Insgesamt 26 074 Unfälle hat es 2016 in Stuttgart gegeben. Dabei sind acht Menschen ums Leben gekommen. Vor allem die Fußgänger bereiten dem Polizeipäsidenten große Sorgen.

Lokales: Wolf-Dieter Obst (wdo)

Stuttgart - Noch nie hat es in der Landeshauptstadt so häufig gekracht wie im vergangenen Jahr: 26 704 Unfälle sind ein neuer trauriger Rekord. Dabei kamen acht Menschen ums Leben. 300 Schwerverletzte sind knapp 17 Prozent mehr als im Vorjahr. Die Zahl der Leichtverletzten ging dagegen um elf Prozent zurück, die Polizei registrierte 2229 Verkehrsteilnehmer mit Blessuren.

BEREITGESTELLTES MATERIAL:
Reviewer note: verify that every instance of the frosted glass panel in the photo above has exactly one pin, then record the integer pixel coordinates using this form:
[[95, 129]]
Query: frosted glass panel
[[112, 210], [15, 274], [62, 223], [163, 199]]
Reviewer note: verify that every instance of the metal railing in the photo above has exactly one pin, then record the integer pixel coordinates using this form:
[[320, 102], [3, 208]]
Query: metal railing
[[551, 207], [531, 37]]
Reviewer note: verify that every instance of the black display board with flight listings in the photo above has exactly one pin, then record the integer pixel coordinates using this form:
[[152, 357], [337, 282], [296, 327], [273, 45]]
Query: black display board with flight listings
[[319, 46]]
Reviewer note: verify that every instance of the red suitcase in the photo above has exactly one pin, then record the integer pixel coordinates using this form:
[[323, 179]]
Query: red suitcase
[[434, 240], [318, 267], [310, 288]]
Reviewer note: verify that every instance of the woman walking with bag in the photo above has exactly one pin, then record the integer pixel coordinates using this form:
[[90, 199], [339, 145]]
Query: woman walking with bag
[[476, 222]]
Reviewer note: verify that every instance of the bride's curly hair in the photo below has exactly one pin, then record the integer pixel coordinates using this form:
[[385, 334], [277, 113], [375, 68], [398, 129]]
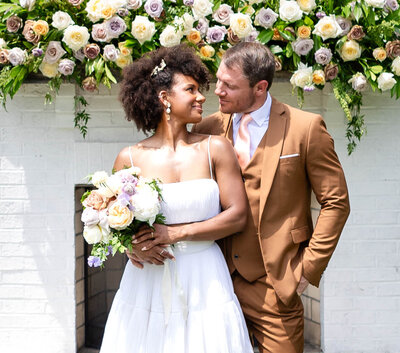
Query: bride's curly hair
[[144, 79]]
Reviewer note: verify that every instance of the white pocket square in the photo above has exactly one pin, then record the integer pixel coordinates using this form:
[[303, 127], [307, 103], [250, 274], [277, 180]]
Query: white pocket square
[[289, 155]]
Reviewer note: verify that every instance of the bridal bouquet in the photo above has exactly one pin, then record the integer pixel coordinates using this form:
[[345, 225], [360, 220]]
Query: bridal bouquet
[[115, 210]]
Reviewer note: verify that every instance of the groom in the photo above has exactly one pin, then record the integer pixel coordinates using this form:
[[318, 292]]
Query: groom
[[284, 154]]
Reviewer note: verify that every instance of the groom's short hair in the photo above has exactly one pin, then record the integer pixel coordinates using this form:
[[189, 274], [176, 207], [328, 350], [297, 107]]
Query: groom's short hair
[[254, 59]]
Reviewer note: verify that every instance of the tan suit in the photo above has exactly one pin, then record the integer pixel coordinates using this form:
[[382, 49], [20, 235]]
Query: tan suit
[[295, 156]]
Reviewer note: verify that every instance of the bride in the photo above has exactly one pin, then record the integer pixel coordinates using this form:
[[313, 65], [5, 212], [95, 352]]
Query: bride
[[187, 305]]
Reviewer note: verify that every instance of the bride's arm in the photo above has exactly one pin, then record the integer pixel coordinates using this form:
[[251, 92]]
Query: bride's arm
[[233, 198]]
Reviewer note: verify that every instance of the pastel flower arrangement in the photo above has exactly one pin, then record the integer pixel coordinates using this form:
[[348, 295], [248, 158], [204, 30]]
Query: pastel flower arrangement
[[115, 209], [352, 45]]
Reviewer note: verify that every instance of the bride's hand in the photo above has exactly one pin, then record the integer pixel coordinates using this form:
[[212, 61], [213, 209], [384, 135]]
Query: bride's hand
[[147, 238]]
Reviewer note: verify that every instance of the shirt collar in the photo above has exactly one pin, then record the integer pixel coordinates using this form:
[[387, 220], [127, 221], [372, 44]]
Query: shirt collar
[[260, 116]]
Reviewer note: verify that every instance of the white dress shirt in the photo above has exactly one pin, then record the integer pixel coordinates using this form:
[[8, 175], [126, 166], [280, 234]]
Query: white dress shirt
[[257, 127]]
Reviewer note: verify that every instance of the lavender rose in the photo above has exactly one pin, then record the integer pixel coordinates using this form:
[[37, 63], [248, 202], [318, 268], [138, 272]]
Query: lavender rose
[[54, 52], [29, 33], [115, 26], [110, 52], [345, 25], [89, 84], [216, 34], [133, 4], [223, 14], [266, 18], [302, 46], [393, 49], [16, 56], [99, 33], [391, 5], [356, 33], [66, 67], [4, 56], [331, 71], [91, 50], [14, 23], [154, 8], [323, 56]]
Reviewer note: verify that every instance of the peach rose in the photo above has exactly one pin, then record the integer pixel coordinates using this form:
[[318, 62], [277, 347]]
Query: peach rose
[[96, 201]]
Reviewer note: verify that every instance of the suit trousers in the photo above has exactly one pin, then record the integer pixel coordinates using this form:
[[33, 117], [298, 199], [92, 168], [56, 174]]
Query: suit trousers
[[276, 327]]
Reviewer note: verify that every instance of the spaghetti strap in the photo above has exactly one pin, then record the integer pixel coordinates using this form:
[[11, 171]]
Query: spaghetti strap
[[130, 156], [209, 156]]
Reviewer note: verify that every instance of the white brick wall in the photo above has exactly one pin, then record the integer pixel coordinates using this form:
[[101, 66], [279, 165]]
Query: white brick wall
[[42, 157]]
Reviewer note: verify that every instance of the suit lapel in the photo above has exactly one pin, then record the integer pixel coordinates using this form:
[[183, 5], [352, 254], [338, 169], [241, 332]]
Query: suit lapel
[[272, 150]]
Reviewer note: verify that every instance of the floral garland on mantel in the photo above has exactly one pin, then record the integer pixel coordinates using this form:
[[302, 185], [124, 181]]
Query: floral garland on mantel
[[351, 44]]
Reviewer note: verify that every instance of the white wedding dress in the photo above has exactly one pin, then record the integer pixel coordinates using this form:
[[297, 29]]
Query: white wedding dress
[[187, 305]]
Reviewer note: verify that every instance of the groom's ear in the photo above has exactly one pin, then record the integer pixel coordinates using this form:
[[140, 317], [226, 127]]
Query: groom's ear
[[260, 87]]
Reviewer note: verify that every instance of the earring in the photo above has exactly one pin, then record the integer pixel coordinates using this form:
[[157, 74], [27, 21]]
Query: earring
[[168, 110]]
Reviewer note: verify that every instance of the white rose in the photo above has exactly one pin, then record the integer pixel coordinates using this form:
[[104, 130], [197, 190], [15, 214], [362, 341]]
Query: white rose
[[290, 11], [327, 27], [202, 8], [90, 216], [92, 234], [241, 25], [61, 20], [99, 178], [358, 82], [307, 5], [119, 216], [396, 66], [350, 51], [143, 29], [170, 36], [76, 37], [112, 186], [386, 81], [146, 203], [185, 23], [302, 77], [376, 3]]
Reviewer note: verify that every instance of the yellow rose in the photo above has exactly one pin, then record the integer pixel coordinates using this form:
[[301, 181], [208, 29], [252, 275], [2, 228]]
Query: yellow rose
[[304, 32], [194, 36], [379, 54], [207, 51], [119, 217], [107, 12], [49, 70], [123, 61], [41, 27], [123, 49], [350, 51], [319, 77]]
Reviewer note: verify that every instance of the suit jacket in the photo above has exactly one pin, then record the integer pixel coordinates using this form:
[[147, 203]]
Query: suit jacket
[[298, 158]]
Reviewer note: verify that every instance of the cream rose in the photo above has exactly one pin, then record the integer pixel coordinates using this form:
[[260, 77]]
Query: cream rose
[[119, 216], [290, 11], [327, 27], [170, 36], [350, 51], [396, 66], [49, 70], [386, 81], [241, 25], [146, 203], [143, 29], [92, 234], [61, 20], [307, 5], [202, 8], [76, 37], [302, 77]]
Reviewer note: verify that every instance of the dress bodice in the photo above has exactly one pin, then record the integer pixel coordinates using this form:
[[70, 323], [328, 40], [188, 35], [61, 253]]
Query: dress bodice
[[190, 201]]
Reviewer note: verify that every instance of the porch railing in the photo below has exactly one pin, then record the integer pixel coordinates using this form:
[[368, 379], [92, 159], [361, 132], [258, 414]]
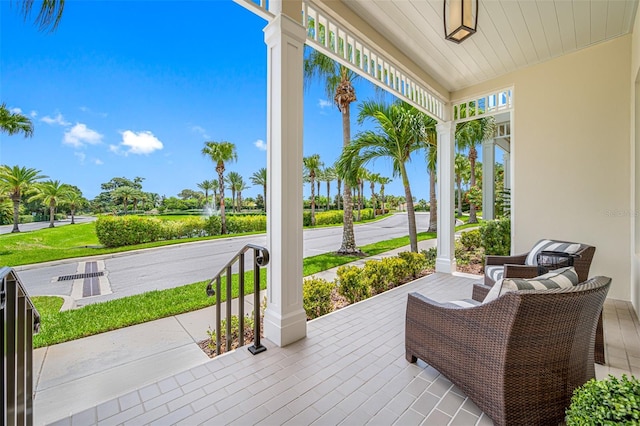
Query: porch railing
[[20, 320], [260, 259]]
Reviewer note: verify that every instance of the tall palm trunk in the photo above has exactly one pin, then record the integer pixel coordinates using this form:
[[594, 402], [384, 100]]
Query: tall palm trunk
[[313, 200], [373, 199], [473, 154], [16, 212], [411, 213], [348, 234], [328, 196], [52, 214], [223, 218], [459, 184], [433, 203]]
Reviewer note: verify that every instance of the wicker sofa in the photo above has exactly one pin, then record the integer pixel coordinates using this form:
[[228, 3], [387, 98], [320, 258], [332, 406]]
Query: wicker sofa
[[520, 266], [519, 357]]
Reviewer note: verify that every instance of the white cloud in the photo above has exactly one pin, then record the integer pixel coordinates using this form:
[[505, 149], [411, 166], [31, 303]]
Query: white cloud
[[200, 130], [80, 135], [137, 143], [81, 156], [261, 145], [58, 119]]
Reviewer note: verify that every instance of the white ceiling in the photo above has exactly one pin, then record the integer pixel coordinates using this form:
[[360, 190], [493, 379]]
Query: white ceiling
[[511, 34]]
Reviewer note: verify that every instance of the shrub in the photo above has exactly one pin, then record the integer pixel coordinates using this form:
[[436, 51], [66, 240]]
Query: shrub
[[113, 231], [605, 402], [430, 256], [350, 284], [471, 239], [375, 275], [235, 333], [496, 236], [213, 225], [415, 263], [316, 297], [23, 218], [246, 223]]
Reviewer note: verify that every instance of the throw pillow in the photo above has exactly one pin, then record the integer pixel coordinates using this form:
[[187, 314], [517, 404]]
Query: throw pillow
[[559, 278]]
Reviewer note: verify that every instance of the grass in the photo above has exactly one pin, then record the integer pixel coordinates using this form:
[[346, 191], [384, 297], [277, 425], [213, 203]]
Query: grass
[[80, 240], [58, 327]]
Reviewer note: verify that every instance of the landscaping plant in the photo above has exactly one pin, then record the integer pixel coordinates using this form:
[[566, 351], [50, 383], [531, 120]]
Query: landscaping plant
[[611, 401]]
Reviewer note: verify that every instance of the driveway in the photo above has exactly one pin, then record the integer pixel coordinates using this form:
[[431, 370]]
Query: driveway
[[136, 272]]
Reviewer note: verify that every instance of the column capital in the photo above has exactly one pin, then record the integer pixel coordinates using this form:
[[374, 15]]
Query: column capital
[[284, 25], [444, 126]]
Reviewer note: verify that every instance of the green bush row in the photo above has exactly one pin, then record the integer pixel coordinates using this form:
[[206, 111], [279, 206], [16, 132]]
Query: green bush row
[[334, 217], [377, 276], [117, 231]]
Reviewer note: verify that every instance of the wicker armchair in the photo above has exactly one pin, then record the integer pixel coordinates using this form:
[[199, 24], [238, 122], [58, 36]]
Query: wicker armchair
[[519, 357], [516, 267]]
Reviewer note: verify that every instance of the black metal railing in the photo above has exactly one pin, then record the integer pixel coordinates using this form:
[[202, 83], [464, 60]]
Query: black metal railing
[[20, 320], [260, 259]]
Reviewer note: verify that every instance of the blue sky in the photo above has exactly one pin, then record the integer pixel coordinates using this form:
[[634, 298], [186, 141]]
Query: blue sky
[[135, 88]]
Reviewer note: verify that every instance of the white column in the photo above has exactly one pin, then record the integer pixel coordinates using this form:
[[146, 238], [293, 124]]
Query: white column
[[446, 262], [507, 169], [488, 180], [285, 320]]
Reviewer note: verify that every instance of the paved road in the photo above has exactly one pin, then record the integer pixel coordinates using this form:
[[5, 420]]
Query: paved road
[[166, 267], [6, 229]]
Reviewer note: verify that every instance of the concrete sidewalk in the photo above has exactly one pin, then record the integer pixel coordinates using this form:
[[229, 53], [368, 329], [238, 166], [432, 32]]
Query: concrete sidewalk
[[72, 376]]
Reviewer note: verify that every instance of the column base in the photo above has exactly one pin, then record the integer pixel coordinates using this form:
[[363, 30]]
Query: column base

ZU ERLEDIGEN:
A: Wie viele Menschen sind laut dem Artikel über die Stuttgarter Unfallbilanz bei den Unfällen ums Leben gekommen?
B: Gib aus den Datensätzen die Zeilen unverändert wieder, beginnend mit der Zeile mit „Reviewer note: verify that every instance of the red“ und weiter bis einschließlich der Zeile mit „[[254, 59]]“. Lass die Bilder in deiner Antwort weg.

LÖSUNGEN:
A: Acht Menschen.

B:
Reviewer note: verify that every instance of the red suitcase in the photo above has exactly one pin, then record the integer pixel coordinates using this form:
[[323, 179]]
Query: red suitcase
[[434, 240], [318, 267], [310, 288]]
Reviewer note: verify that every instance of the woman walking with bag in the photo above has exactly one pin, then record the integer pixel coordinates using this form:
[[90, 199], [339, 145]]
Query: woman walking with bag
[[476, 222]]
Reviewer note: verify that every instance of the bride's curly hair in the photo below has exactly one pin, then record the integer pixel coordinates using this form:
[[385, 334], [277, 113], [375, 68], [398, 129]]
Query: bride's curly hair
[[144, 79]]
Reviewer note: verify that every instance of the white pocket square in the photo above has exactly one pin, then record the integer pixel coordinates using this form:
[[303, 127], [307, 103], [250, 274], [277, 180]]
Query: white pocket square
[[289, 155]]
Reviewer note: verify that every instance of the bridal bouquet in the photo above has exactly one pin, then record the integer pixel coordinates using this form:
[[345, 225], [360, 220]]
Query: bridal bouquet
[[115, 210]]
Reviewer note: verify that every instance of the groom in the photo above has exactly one pin, then record the integer pixel coordinates using this form:
[[318, 292]]
Query: groom
[[284, 154]]
Reviewer note: verify that every instance of the groom's short hair in the photo above has exactly one pin, then record the integer pixel coordinates using this form:
[[189, 274], [176, 207], [328, 350], [297, 107]]
Query: groom's short hair
[[254, 59]]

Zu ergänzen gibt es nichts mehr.